TASK INSTRUCTIONS – Rewrite the lines from the one containing "Could you please outline every instance of the mustache?" through the end of the records, swapping "For instance" for "For example" and keeping everything else the same.

DATASET CONTENT –
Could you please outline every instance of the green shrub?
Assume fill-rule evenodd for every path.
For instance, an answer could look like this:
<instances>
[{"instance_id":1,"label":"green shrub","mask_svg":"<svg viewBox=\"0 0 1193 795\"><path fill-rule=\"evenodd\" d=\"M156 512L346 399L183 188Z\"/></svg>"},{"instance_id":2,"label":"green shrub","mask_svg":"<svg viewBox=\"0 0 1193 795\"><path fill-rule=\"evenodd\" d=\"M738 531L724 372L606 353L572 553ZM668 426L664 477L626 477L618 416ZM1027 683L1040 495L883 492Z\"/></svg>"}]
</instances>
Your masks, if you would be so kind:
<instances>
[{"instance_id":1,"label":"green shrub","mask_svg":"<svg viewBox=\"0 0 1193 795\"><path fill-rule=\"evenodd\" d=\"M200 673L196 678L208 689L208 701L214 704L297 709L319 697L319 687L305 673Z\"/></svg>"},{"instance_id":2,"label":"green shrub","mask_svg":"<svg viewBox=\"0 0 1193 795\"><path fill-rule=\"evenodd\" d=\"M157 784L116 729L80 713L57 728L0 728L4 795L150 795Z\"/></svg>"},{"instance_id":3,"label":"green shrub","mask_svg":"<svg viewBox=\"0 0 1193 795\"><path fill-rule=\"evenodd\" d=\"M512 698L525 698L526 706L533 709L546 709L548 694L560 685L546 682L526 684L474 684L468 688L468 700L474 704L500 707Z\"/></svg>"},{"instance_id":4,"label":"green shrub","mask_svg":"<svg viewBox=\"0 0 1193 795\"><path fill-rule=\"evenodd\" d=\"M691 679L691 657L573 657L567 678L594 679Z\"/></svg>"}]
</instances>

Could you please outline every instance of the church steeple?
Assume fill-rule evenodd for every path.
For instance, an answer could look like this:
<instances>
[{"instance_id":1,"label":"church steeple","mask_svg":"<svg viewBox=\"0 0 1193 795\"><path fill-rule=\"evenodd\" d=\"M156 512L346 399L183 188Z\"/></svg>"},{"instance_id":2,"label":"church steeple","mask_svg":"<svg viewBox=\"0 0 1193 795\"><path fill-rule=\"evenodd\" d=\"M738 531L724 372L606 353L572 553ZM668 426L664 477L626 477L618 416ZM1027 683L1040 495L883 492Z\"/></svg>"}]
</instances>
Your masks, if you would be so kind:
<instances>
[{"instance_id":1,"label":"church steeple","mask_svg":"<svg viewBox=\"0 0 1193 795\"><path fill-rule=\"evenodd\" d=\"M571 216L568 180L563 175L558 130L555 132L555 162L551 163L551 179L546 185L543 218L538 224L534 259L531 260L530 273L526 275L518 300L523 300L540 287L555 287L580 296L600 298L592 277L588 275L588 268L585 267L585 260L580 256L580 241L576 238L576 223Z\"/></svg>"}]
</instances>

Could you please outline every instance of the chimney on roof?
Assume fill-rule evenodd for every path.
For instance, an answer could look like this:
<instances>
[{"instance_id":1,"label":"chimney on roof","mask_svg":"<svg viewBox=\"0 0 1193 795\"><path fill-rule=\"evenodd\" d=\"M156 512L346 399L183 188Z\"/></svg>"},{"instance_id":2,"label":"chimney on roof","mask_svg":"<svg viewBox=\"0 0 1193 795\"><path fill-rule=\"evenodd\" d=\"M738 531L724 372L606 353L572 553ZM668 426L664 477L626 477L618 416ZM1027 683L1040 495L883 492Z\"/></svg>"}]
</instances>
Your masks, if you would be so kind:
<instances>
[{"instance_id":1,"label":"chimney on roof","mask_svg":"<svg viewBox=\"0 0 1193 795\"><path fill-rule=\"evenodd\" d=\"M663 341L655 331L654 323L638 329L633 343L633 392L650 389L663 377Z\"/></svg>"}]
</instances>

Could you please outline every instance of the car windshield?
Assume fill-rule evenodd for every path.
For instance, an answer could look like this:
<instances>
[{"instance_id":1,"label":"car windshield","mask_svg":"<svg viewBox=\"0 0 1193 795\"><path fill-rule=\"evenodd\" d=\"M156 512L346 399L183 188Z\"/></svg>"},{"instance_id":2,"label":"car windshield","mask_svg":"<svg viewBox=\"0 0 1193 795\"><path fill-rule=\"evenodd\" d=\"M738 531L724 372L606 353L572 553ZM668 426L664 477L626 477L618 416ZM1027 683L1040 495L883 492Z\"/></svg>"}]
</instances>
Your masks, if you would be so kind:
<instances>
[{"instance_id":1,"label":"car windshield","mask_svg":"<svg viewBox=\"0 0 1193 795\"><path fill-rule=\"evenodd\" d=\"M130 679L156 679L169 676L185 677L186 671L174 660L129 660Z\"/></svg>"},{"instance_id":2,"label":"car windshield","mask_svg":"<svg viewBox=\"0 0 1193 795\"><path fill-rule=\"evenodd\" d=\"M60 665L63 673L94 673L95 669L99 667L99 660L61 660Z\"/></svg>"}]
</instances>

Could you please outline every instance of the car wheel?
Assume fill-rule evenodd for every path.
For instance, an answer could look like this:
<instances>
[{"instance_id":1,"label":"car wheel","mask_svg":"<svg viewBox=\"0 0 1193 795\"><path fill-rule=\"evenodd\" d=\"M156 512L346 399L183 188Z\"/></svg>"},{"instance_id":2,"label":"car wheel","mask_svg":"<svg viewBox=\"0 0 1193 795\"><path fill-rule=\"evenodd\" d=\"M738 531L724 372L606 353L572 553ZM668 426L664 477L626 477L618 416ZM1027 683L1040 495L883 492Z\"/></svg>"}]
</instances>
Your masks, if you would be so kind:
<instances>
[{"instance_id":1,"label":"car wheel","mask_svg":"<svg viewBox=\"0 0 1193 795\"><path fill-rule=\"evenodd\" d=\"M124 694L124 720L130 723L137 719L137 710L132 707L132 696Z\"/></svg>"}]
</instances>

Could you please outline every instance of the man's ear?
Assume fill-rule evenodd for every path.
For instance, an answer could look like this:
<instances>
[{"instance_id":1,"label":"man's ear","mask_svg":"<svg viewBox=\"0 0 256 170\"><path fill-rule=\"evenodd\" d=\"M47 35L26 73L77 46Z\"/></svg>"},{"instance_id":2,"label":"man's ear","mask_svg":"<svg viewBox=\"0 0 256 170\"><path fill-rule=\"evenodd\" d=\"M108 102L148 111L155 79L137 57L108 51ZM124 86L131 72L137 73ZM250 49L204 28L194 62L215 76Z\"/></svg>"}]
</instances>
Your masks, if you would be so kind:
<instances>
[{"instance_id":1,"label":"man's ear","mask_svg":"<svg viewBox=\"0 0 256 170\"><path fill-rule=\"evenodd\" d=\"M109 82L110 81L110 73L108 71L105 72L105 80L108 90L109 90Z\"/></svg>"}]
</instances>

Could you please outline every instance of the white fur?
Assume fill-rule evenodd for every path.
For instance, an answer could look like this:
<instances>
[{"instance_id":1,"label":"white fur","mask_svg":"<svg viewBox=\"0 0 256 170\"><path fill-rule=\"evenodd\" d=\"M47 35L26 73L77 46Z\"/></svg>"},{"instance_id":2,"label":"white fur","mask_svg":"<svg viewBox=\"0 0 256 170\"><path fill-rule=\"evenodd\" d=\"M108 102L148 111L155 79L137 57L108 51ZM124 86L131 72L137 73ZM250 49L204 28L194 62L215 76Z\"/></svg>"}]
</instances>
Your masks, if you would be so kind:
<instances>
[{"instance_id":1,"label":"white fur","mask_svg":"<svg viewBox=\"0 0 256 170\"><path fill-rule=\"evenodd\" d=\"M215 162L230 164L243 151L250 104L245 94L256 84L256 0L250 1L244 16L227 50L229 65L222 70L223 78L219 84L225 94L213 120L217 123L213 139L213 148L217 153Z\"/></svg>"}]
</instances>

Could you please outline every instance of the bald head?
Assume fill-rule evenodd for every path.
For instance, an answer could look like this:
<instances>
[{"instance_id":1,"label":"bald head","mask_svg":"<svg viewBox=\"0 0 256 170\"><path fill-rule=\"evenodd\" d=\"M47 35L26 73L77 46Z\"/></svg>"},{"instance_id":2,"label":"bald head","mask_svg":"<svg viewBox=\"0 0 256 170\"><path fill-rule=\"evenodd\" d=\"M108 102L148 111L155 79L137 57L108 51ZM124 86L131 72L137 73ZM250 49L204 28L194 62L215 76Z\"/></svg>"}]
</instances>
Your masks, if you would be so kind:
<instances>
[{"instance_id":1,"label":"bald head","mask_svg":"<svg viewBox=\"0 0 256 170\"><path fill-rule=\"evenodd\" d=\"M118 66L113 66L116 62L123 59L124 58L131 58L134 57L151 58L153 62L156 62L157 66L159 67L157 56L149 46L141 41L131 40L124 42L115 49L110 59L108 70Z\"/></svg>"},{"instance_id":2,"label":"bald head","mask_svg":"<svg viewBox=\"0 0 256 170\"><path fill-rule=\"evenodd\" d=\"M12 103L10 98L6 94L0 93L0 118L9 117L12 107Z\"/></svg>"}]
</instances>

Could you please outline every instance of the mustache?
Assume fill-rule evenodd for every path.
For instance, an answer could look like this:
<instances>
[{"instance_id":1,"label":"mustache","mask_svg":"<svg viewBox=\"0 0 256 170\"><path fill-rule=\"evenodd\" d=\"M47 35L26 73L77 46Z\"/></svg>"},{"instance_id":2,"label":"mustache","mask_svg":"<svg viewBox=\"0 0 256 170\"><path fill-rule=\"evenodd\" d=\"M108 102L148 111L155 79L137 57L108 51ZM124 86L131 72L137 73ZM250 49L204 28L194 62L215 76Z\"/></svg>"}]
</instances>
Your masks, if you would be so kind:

EXPECTED ANSWER –
Could you please outline every instance of the mustache?
Assume fill-rule evenodd for every path.
For example, an answer could look like this:
<instances>
[{"instance_id":1,"label":"mustache","mask_svg":"<svg viewBox=\"0 0 256 170\"><path fill-rule=\"evenodd\" d=\"M47 35L26 73L77 46Z\"/></svg>"},{"instance_id":2,"label":"mustache","mask_svg":"<svg viewBox=\"0 0 256 170\"><path fill-rule=\"evenodd\" d=\"M108 102L148 111L155 79L137 57L108 51ZM124 86L131 72L137 73ZM250 49L204 28L194 62L215 76Z\"/></svg>"}]
</instances>
Your masks, if you would be so kind:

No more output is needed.